Copy out the lines starting at the one that contains "Please locate the red hockey jersey" and ending at the one that contains "(1196, 185)", keeping every line, including those without coordinates. Move each coordinate up by adding 129 to every x and y value.

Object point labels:
»»
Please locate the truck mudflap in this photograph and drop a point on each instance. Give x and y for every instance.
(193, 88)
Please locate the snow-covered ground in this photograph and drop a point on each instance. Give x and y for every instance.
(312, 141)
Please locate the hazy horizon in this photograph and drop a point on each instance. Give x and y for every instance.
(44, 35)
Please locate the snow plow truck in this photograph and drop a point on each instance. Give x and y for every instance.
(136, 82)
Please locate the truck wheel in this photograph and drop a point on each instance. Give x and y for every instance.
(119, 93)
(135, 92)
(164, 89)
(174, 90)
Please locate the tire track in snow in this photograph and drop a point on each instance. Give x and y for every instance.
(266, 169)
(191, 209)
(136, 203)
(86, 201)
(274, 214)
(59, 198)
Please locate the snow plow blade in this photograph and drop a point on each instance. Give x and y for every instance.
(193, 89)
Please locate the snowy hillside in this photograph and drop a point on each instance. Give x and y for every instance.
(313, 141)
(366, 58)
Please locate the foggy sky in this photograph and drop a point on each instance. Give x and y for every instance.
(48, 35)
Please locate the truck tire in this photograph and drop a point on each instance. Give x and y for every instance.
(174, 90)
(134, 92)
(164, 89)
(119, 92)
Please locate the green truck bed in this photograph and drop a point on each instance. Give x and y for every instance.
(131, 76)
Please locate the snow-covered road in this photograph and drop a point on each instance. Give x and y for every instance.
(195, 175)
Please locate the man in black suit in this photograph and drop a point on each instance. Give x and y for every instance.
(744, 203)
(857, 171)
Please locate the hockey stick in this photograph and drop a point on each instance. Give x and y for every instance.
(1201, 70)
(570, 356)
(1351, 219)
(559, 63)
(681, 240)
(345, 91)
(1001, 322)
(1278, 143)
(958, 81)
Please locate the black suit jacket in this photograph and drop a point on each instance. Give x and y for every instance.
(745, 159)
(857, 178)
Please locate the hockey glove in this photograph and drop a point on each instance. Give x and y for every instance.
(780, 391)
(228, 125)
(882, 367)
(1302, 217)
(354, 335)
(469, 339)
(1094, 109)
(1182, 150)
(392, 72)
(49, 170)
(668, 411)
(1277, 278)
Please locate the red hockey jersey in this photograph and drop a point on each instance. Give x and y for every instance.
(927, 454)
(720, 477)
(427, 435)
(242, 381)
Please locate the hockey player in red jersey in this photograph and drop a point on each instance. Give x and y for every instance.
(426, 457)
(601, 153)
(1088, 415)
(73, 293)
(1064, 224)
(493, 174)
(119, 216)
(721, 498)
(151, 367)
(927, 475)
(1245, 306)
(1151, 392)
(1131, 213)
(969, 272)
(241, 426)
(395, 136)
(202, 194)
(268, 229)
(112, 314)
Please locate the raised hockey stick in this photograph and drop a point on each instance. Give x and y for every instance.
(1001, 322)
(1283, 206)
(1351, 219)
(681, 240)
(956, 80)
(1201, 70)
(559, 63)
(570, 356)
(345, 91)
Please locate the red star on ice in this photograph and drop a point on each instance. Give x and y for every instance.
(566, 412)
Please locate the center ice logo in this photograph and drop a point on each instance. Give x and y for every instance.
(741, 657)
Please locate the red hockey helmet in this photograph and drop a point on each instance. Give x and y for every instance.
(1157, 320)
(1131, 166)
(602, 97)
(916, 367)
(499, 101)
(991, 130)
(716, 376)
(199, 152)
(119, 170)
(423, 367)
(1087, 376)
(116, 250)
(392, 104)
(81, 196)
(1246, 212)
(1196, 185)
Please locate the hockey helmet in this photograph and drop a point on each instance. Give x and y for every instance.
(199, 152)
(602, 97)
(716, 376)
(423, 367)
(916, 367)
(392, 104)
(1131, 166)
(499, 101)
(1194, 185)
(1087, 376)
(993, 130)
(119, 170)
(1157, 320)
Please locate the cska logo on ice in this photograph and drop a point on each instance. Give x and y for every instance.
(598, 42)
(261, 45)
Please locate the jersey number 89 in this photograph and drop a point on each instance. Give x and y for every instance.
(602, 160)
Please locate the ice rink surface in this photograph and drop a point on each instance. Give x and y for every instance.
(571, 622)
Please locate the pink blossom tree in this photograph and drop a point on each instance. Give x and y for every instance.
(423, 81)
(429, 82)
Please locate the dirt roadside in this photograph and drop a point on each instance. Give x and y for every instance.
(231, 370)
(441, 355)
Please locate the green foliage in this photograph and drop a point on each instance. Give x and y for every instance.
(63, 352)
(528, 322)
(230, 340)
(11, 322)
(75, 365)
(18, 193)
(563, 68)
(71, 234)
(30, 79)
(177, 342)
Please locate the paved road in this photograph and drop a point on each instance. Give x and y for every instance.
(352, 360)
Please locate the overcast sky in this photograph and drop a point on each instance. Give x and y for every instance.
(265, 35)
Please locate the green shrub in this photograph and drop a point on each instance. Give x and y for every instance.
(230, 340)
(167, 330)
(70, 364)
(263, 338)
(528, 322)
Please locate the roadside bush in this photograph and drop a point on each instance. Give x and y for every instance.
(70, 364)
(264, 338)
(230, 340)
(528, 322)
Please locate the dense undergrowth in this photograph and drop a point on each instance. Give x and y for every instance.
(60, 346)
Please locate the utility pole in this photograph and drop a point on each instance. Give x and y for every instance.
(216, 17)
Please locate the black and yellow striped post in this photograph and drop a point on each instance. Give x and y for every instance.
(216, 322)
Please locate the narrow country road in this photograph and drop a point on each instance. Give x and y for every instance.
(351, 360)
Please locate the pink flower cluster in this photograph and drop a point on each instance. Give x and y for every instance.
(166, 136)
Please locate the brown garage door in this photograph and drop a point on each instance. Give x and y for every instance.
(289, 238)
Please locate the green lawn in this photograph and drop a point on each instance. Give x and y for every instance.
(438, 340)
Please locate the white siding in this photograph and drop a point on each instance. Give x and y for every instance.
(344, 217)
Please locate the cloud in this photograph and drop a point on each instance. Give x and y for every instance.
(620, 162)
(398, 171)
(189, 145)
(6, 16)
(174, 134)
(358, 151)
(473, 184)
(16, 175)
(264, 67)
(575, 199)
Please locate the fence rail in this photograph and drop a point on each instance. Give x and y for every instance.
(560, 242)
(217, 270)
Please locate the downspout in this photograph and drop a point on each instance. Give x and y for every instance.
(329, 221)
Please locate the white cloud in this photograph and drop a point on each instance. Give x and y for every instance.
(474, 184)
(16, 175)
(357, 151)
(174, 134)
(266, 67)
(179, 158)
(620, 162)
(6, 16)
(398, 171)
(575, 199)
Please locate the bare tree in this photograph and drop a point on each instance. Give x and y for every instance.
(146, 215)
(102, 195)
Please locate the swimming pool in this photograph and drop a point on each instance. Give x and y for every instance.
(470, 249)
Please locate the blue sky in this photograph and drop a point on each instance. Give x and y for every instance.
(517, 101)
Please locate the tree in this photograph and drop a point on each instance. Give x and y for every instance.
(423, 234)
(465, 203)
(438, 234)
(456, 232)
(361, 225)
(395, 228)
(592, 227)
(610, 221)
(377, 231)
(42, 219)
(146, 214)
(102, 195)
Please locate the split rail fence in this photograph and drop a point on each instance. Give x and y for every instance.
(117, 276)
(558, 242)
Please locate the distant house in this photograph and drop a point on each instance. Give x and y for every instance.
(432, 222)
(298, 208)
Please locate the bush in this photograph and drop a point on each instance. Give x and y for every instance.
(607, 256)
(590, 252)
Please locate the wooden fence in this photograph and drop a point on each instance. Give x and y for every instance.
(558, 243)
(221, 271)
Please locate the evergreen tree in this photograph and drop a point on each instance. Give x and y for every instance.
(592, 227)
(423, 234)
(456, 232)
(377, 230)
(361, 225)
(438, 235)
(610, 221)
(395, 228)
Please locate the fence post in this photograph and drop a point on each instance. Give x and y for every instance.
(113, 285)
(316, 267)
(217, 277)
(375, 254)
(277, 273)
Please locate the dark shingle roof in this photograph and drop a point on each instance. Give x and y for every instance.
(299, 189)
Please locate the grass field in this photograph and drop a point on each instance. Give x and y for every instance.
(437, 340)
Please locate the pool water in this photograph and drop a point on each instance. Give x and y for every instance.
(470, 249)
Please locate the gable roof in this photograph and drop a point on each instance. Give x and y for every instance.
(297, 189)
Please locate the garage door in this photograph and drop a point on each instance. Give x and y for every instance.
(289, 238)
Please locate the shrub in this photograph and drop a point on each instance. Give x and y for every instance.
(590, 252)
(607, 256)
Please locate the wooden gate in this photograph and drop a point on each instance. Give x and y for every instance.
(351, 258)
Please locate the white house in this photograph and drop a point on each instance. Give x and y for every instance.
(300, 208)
««
▶ [Response]:
Please locate the red hockey jersey in this photograph and drop a point on each instance. Give x and y for every instance.
(1056, 583)
(849, 606)
(556, 564)
(371, 510)
Please locate the hockey player in red jersey in this photograph and drop a point on each instance. Give x and y for every instance.
(555, 586)
(730, 282)
(1217, 544)
(202, 422)
(1193, 353)
(622, 303)
(248, 345)
(850, 627)
(280, 496)
(1056, 604)
(1374, 435)
(1280, 521)
(1260, 342)
(1098, 401)
(370, 555)
(524, 265)
(331, 323)
(397, 358)
(241, 443)
Please locate the raised hockey stick in this photograph and drop a point on each instance. Give x and y for every instance.
(1130, 451)
(1412, 335)
(1480, 348)
(810, 369)
(1085, 209)
(1330, 199)
(688, 192)
(699, 485)
(474, 220)
Please locate the red star on ice in this photograph and drop a point on each instance. Give x and y for every instance.
(695, 541)
Please locate the center ice logo in this photograph and drop a point on each instance. Give x and y for every instance.
(870, 786)
Please locate the red hockey helmet in this photograph and drop a point on each instance. Give x and y for every instance.
(1286, 449)
(1260, 295)
(731, 226)
(1045, 496)
(628, 230)
(1120, 259)
(845, 505)
(328, 281)
(248, 299)
(552, 496)
(1216, 505)
(245, 379)
(521, 233)
(210, 325)
(1375, 341)
(1325, 314)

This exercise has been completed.